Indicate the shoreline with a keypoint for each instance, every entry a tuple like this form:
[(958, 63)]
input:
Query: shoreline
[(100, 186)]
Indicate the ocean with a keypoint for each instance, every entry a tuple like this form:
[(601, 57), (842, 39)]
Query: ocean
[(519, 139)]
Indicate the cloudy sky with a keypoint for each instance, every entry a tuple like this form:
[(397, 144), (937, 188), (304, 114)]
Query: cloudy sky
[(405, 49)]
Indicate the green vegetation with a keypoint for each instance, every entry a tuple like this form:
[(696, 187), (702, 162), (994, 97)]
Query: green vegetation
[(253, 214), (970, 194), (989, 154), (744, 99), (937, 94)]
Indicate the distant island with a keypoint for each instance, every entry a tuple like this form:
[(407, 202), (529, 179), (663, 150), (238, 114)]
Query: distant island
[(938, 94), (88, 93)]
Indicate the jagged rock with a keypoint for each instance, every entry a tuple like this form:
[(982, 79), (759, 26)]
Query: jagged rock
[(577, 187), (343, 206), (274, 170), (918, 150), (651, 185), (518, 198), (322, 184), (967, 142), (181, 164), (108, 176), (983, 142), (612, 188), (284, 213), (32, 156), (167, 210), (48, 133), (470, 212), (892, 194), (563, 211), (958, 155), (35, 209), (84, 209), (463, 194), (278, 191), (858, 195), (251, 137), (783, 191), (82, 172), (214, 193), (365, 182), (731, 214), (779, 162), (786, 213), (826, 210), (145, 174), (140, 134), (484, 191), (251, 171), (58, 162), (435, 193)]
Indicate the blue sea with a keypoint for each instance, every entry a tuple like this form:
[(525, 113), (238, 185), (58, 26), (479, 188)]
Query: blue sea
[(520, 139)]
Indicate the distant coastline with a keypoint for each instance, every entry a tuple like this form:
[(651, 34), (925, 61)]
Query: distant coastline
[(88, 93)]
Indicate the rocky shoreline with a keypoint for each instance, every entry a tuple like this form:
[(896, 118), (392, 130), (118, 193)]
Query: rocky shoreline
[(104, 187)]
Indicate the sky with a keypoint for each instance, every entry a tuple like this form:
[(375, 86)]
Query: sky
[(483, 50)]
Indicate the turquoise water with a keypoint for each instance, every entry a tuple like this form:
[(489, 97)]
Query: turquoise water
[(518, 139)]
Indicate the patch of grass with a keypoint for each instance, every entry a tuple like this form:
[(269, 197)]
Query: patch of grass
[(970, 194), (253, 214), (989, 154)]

------------------------------------------------------------------------

> **PROBLEM DETAILS**
Using the entries above, give the number of lines that include "entry", with no added words.

> **TASK OUTPUT**
12